__DOCUMENT SEGMENT__:
═══
That, and I have another definition of the term ‘Non-Player Character,’ and I do not want to offend the characters in my campaigns by using the term. No, seriously. Have you seen our Non-Player Characters? With the dead-eyed Soyboy smile-like expressions and the constant parroting of what got put in their heads? Just about everyone in Toril would be offended to the point of violence.
This dynamic extends to what could be the actual main character in most, yet not all campaigns; the one character who spearheads the storylines and brings the player character together: The villain. We only need to look into Curse of Strahd to see this. In this campaign, everything revolves around Strahd von Zarovich: The player characters, the villagers, Ireena, Van Richton, Ezmeralda, and even the people at Wizards of the Coast. How else would Strahd get his name on the title? He is a true Vampire Lord, whose name can be breathed alongside Vlad Tepes and Remilia Scarlet.
Yeah, yeah, I bring a Touhou Character alongside Strahd and Dracula. Remilia could beat Curse of Strahd in less than four in-setting days and then get adopted by the previous record holder, Evelyn Marthain, and convince everyone that she is Dracula’s youngest daughter. Not bad for a 500-year-old vampire stuck in the body of a nine-year-old. Really…how else could she get an expandable mansion that can planescape into Gensokyo?
═══
__LISTED RECORDS__:

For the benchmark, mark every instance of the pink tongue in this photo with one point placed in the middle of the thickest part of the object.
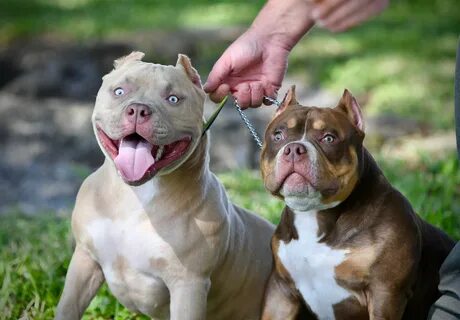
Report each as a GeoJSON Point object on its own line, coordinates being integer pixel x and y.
{"type": "Point", "coordinates": [134, 159]}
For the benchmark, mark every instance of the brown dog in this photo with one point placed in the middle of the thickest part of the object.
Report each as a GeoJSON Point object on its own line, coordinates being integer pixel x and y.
{"type": "Point", "coordinates": [349, 246]}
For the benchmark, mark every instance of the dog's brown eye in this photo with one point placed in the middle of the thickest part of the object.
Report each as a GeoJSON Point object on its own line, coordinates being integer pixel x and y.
{"type": "Point", "coordinates": [173, 99]}
{"type": "Point", "coordinates": [278, 136]}
{"type": "Point", "coordinates": [328, 138]}
{"type": "Point", "coordinates": [119, 91]}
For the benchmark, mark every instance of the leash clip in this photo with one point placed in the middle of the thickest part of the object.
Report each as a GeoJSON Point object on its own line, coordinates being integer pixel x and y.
{"type": "Point", "coordinates": [249, 125]}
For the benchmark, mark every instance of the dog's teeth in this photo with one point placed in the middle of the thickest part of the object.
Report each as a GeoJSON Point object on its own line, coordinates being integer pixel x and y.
{"type": "Point", "coordinates": [159, 153]}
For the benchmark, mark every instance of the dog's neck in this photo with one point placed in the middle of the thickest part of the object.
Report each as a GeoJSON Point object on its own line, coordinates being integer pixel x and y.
{"type": "Point", "coordinates": [371, 185]}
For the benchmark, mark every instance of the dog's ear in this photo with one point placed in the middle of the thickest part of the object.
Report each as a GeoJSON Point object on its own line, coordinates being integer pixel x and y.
{"type": "Point", "coordinates": [289, 100]}
{"type": "Point", "coordinates": [184, 62]}
{"type": "Point", "coordinates": [350, 106]}
{"type": "Point", "coordinates": [133, 56]}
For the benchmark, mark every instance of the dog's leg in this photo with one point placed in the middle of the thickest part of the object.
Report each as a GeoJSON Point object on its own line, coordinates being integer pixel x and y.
{"type": "Point", "coordinates": [188, 299]}
{"type": "Point", "coordinates": [83, 279]}
{"type": "Point", "coordinates": [386, 304]}
{"type": "Point", "coordinates": [279, 302]}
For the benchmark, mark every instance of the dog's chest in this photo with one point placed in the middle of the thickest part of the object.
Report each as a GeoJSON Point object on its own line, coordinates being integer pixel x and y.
{"type": "Point", "coordinates": [133, 257]}
{"type": "Point", "coordinates": [312, 266]}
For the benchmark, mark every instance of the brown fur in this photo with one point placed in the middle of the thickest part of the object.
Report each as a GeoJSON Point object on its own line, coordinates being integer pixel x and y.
{"type": "Point", "coordinates": [391, 269]}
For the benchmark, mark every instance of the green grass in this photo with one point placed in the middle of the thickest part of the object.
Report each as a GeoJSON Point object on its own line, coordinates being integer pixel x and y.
{"type": "Point", "coordinates": [35, 251]}
{"type": "Point", "coordinates": [401, 63]}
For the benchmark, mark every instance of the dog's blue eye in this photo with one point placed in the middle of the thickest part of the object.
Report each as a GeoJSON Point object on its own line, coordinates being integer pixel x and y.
{"type": "Point", "coordinates": [278, 136]}
{"type": "Point", "coordinates": [119, 91]}
{"type": "Point", "coordinates": [328, 138]}
{"type": "Point", "coordinates": [173, 99]}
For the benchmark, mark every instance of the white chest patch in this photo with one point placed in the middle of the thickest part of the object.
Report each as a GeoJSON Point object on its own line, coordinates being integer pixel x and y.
{"type": "Point", "coordinates": [312, 266]}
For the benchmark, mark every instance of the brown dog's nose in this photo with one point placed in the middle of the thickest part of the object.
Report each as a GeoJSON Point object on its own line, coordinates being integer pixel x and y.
{"type": "Point", "coordinates": [294, 152]}
{"type": "Point", "coordinates": [138, 113]}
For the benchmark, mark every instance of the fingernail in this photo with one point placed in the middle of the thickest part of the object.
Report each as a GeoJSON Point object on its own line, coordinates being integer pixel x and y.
{"type": "Point", "coordinates": [315, 14]}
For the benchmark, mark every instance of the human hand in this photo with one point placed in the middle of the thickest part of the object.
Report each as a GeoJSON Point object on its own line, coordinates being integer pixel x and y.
{"type": "Point", "coordinates": [253, 66]}
{"type": "Point", "coordinates": [341, 15]}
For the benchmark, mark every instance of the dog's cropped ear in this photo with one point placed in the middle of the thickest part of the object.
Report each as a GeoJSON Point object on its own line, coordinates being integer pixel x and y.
{"type": "Point", "coordinates": [350, 106]}
{"type": "Point", "coordinates": [289, 100]}
{"type": "Point", "coordinates": [133, 56]}
{"type": "Point", "coordinates": [184, 62]}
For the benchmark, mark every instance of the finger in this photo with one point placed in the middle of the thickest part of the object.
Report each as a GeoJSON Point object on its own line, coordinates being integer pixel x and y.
{"type": "Point", "coordinates": [257, 94]}
{"type": "Point", "coordinates": [243, 95]}
{"type": "Point", "coordinates": [219, 72]}
{"type": "Point", "coordinates": [343, 12]}
{"type": "Point", "coordinates": [272, 92]}
{"type": "Point", "coordinates": [372, 9]}
{"type": "Point", "coordinates": [218, 94]}
{"type": "Point", "coordinates": [324, 8]}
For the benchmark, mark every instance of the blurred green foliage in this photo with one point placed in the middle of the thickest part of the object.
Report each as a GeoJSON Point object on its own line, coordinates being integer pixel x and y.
{"type": "Point", "coordinates": [401, 62]}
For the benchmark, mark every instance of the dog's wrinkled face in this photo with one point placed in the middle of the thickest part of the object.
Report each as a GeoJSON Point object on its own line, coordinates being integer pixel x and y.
{"type": "Point", "coordinates": [148, 118]}
{"type": "Point", "coordinates": [311, 156]}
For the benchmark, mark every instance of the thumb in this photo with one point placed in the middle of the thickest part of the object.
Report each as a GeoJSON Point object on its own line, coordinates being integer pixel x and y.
{"type": "Point", "coordinates": [219, 72]}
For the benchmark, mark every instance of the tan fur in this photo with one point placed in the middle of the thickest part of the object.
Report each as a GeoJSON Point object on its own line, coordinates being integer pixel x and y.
{"type": "Point", "coordinates": [173, 247]}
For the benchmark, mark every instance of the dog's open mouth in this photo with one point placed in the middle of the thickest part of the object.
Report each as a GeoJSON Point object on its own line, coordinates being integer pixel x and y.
{"type": "Point", "coordinates": [138, 160]}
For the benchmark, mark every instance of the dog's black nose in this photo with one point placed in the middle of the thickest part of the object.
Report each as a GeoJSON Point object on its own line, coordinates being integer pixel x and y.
{"type": "Point", "coordinates": [138, 113]}
{"type": "Point", "coordinates": [294, 151]}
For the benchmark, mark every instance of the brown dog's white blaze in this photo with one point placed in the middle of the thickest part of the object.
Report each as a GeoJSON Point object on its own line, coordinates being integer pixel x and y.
{"type": "Point", "coordinates": [328, 168]}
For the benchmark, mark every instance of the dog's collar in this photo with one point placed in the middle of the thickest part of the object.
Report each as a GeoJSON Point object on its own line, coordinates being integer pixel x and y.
{"type": "Point", "coordinates": [207, 124]}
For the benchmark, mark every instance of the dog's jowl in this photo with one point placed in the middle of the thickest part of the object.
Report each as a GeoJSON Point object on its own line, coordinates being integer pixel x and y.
{"type": "Point", "coordinates": [349, 246]}
{"type": "Point", "coordinates": [153, 221]}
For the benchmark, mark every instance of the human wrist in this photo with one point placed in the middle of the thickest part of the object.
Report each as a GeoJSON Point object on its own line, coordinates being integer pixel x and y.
{"type": "Point", "coordinates": [282, 22]}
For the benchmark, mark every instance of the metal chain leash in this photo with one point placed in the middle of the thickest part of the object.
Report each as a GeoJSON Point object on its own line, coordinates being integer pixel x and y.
{"type": "Point", "coordinates": [248, 123]}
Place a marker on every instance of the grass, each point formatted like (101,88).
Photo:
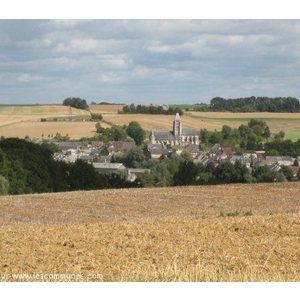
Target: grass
(155,234)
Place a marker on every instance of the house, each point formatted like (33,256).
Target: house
(244,160)
(105,159)
(281,160)
(202,159)
(119,146)
(215,151)
(295,171)
(65,146)
(193,149)
(108,168)
(133,174)
(157,150)
(226,152)
(178,136)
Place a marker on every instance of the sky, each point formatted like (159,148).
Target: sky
(147,61)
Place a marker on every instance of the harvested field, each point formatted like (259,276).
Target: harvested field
(41,110)
(162,234)
(149,203)
(259,248)
(105,109)
(76,130)
(21,121)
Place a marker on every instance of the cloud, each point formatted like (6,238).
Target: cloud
(147,60)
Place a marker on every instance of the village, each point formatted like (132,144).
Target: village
(163,143)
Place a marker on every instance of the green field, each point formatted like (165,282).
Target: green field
(187,106)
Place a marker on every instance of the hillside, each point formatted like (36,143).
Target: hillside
(162,234)
(21,121)
(288,122)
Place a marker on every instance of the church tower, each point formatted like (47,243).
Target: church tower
(177,128)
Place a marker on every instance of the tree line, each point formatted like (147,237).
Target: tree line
(256,104)
(150,109)
(30,168)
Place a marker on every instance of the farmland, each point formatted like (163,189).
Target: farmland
(17,120)
(211,233)
(288,122)
(21,121)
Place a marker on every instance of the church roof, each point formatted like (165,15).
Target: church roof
(163,135)
(189,131)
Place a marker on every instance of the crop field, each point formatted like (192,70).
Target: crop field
(105,109)
(21,121)
(57,110)
(211,233)
(75,130)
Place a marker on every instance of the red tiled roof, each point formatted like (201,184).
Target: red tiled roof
(295,169)
(122,145)
(227,151)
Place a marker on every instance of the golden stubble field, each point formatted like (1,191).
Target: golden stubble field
(22,121)
(15,121)
(163,234)
(105,109)
(35,129)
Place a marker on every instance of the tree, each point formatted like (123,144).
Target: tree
(287,172)
(83,176)
(187,174)
(135,131)
(4,186)
(226,172)
(226,132)
(76,103)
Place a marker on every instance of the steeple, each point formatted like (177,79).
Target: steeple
(177,128)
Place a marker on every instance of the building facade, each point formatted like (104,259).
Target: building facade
(179,136)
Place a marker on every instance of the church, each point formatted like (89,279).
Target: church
(179,136)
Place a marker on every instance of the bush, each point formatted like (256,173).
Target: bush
(4,186)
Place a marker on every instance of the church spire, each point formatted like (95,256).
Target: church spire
(177,129)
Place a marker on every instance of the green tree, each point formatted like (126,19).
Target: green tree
(287,172)
(135,131)
(187,174)
(76,103)
(4,186)
(226,172)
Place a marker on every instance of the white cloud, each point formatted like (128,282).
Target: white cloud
(148,60)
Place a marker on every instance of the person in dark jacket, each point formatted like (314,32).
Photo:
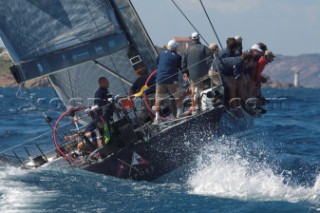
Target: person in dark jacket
(101,98)
(138,85)
(232,70)
(169,65)
(195,65)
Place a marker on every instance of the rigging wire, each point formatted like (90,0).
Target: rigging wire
(214,31)
(189,21)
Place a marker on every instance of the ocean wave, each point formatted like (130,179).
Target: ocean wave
(18,196)
(228,174)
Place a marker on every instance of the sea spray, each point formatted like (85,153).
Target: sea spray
(226,170)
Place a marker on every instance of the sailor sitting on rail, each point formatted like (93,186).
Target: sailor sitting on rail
(169,65)
(98,124)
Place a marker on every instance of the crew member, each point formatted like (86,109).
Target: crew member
(195,65)
(169,65)
(101,99)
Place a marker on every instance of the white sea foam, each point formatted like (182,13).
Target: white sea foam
(17,196)
(226,173)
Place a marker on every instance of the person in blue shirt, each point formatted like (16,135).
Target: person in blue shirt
(169,65)
(232,70)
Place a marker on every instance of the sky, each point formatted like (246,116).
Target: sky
(288,27)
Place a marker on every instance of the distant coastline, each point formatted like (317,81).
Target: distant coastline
(279,73)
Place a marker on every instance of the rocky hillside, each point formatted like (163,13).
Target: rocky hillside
(6,79)
(283,67)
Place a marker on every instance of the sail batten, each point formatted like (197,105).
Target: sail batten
(65,39)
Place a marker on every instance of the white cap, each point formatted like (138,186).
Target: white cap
(195,35)
(256,47)
(172,45)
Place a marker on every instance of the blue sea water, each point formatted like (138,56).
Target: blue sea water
(273,167)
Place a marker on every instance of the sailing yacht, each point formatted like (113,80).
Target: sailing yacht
(75,43)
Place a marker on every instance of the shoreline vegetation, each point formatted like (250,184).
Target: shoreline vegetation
(281,69)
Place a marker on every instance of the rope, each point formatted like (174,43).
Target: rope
(189,21)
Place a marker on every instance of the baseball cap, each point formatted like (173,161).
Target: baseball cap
(238,38)
(213,46)
(256,47)
(269,53)
(195,35)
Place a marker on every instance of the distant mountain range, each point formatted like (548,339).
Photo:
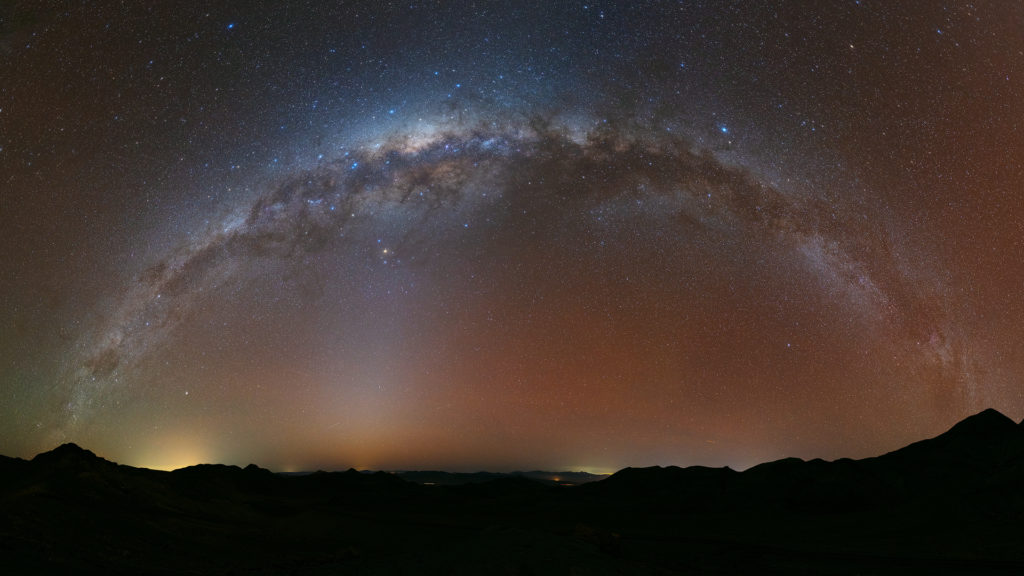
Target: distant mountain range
(952,504)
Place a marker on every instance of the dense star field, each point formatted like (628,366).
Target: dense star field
(498,235)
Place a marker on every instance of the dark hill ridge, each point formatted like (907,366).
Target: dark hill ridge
(951,504)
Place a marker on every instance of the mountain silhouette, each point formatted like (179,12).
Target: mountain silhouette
(950,504)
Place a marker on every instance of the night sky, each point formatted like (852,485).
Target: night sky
(507,235)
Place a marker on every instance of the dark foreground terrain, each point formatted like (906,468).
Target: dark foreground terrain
(953,504)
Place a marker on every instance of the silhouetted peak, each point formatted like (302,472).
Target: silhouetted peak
(68,453)
(984,423)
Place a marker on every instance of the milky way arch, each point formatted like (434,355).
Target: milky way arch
(510,179)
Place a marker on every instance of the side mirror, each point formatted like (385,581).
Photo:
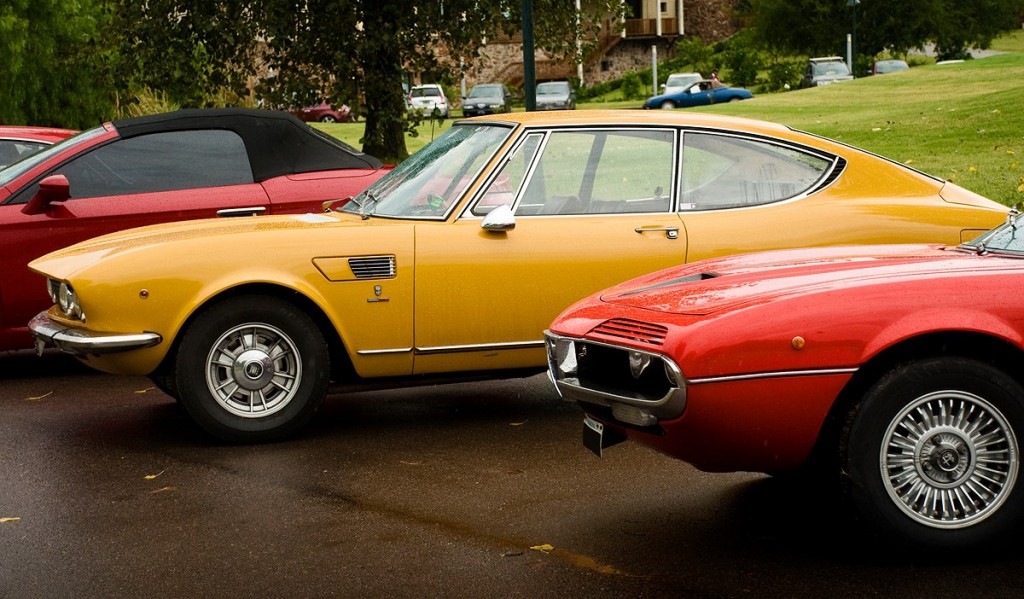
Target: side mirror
(52,188)
(500,218)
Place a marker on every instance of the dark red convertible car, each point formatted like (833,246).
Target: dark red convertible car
(897,369)
(176,166)
(17,142)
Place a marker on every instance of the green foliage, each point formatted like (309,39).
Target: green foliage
(819,27)
(198,53)
(783,75)
(144,101)
(633,87)
(960,122)
(743,63)
(53,62)
(383,38)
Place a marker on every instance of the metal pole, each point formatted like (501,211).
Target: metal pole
(529,78)
(579,48)
(653,69)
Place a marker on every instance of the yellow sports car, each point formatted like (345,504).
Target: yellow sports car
(455,263)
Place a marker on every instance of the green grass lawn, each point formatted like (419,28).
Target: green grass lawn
(961,122)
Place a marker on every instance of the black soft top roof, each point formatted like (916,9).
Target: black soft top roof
(278,143)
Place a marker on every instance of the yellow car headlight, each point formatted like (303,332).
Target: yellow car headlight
(64,295)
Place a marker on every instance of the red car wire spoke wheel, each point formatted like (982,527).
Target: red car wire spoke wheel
(933,453)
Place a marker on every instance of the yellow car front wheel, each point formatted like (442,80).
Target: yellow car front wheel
(252,369)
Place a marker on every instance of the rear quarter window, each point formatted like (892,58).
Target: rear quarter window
(160,162)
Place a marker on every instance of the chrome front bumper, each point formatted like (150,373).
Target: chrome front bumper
(83,342)
(614,386)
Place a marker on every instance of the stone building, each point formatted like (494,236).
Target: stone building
(620,46)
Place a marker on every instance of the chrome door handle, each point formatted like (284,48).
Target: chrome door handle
(255,210)
(670,231)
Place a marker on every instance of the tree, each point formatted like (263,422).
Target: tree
(192,50)
(353,47)
(52,65)
(820,27)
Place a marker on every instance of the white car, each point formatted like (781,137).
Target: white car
(425,98)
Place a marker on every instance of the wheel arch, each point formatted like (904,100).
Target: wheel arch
(341,365)
(990,349)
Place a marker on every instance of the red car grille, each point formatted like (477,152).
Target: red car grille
(632,330)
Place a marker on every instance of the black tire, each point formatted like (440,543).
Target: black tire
(949,474)
(252,369)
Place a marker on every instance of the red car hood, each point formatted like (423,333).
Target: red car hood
(708,286)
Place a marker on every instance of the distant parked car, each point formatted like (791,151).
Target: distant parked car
(486,98)
(131,172)
(425,98)
(325,113)
(825,71)
(883,67)
(679,82)
(17,142)
(893,370)
(701,93)
(555,95)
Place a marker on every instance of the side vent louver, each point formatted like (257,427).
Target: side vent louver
(373,267)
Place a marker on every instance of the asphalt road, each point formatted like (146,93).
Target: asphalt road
(463,490)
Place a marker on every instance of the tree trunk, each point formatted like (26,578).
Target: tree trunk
(381,62)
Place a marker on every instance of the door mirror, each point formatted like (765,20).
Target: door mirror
(500,218)
(52,188)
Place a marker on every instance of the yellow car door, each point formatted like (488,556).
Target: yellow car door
(591,208)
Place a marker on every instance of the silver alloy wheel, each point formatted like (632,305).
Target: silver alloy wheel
(254,370)
(949,460)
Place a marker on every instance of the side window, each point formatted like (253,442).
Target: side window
(720,171)
(506,183)
(601,172)
(160,162)
(12,151)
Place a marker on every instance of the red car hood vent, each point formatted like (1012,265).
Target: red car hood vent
(713,285)
(632,330)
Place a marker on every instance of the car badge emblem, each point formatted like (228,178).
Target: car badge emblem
(378,290)
(638,364)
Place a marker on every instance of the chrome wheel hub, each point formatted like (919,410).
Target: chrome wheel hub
(253,371)
(949,460)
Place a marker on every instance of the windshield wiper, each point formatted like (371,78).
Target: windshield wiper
(368,204)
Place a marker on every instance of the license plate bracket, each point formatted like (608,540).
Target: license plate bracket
(597,437)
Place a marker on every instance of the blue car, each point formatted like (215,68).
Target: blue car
(700,93)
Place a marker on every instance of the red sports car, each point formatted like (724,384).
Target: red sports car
(133,172)
(17,142)
(898,368)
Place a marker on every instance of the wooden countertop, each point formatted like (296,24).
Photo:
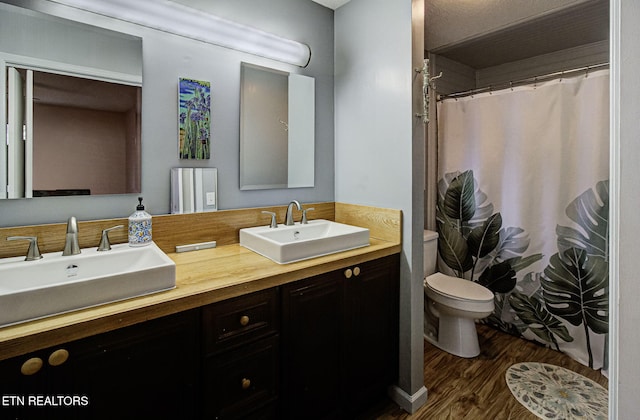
═══
__PROBLEM DETAILS__: Please reproduce the whole passage above about non-player characters and campaign villains, word for word, leaving out the items.

__ANSWER FOR THIS EXERCISE__:
That, and I have another definition of the term ‘Non-Player Character,’ and I do not want to offend the characters in my campaigns by using the term. No, seriously. Have you seen our Non-Player Characters? With the dead-eyed Soyboy smile-like expressions and the constant parroting of what got put in their heads? Just about everyone in Toril would be offended to the point of violence.
This dynamic extends to what could be the actual main character in most, yet not all campaigns; the one character who spearheads the storylines and brings the player character together: The villain. We only need to look into Curse of Strahd to see this. In this campaign, everything revolves around Strahd von Zarovich: The player characters, the villagers, Ireena, Van Richton, Ezmeralda, and even the people at Wizards of the Coast. How else would Strahd get his name on the title? He is a true Vampire Lord, whose name can be breathed alongside Vlad Tepes and Remilia Scarlet.
Yeah, yeah, I bring a Touhou Character alongside Strahd and Dracula. Remilia could beat Curse of Strahd in less than four in-setting days and then get adopted by the previous record holder, Evelyn Marthain, and convince everyone that she is Dracula’s youngest daughter. Not bad for a 500-year-old vampire stuck in the body of a nine-year-old. Really…how else could she get an expandable mansion that can planescape into Gensokyo?